Set problem - Print the lines below that start at the one containing "of the vegetation" and end at the one containing "[[231, 64], [245, 152]]", copying each line exactly. Include both of those lines and no others.

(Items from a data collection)
************
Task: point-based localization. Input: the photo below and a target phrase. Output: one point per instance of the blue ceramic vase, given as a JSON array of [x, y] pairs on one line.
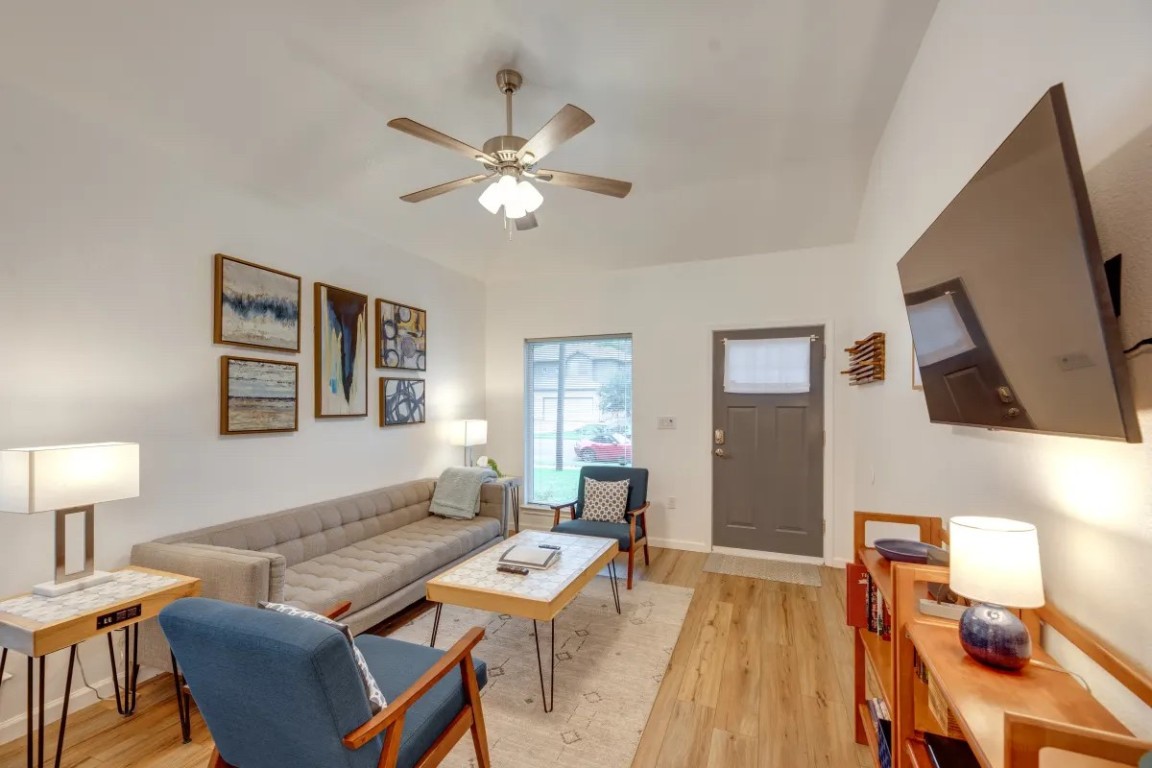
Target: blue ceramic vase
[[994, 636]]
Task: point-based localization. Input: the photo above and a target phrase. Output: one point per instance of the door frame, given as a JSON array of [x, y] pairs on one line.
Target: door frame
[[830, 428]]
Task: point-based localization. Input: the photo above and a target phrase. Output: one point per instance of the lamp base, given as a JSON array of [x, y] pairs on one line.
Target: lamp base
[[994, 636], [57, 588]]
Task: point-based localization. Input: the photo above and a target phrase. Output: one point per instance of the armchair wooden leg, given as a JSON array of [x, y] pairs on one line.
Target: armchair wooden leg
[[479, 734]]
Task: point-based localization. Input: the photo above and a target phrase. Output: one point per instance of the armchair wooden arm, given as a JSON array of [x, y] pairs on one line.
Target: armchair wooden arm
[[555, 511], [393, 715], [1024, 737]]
************
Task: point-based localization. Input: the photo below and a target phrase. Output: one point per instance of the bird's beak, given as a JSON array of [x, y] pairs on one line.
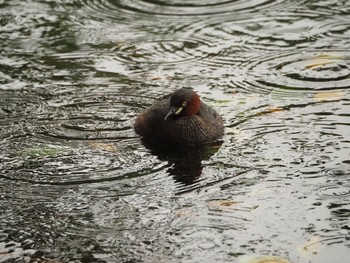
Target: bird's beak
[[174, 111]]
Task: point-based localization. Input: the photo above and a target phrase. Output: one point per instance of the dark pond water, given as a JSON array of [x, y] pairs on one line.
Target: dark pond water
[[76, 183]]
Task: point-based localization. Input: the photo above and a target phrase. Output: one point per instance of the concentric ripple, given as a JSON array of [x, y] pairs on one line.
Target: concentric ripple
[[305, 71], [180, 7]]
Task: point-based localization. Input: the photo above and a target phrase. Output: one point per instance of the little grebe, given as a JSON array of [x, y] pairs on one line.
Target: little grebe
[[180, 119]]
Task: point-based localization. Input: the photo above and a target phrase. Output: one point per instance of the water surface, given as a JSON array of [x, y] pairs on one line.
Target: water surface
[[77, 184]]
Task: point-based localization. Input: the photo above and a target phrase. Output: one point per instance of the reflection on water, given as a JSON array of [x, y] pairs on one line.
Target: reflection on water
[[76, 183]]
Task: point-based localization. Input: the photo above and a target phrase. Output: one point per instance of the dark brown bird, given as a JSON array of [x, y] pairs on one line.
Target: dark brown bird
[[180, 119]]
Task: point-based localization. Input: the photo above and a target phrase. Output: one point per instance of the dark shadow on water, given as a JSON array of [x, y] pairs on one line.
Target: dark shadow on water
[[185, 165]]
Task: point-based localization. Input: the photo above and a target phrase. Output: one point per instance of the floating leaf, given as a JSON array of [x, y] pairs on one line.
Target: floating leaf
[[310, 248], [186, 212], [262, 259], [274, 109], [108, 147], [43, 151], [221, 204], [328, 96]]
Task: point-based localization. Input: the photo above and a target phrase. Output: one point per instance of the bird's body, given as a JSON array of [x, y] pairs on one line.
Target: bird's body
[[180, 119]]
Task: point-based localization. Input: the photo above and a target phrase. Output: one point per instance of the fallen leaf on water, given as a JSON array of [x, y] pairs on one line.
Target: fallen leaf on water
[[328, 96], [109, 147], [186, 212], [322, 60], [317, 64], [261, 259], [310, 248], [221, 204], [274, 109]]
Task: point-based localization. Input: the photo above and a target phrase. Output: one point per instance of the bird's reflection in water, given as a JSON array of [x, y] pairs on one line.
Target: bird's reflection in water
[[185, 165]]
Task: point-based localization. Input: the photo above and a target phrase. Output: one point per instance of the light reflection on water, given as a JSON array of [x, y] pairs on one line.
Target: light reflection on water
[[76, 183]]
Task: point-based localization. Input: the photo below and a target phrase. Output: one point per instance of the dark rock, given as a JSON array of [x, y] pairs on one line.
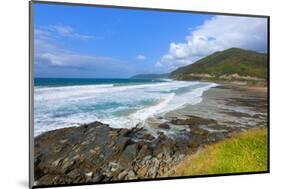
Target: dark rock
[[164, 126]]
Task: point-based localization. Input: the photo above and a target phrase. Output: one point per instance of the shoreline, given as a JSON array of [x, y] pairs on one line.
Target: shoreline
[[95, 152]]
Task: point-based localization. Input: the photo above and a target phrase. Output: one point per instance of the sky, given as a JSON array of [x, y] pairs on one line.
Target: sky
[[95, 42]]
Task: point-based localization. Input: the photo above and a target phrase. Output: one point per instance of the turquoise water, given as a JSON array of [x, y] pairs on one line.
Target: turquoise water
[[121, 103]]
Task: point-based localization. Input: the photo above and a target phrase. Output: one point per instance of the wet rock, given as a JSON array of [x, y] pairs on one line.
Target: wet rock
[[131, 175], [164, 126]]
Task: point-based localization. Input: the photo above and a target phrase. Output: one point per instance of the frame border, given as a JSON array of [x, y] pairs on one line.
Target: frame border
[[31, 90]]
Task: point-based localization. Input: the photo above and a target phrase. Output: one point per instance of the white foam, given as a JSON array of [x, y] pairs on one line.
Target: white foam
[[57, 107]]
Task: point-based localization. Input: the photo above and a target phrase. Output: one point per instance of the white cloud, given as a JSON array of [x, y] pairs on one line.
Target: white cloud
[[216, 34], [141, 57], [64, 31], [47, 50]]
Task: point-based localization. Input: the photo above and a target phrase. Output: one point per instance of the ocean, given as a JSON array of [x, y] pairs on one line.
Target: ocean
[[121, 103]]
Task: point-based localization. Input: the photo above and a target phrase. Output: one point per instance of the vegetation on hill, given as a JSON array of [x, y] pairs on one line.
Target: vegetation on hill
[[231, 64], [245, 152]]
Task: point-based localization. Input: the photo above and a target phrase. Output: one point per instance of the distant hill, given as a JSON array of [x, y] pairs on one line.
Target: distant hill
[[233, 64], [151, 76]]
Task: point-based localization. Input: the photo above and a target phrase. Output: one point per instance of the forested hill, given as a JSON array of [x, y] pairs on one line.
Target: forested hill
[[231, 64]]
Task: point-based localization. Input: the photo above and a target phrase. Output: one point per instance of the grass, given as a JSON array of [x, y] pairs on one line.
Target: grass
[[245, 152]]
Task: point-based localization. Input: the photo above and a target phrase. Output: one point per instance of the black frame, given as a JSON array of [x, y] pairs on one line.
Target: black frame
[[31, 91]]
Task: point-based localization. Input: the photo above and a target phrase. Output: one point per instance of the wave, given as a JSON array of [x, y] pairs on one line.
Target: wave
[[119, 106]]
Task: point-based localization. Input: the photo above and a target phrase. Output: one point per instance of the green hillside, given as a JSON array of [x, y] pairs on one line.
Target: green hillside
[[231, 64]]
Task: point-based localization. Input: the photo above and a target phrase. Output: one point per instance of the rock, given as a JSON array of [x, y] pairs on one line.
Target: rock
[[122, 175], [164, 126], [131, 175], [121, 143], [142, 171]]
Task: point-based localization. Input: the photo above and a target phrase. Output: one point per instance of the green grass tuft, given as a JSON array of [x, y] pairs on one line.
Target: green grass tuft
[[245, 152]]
************
Reply to the exercise -
Task: point-based localization. Input: the photo above and a target phrase. Output: one point per instance of the vegetation on hill, given as a JSON array of [x, y] pairs on one line.
Target: vegetation on hill
[[231, 64], [245, 152]]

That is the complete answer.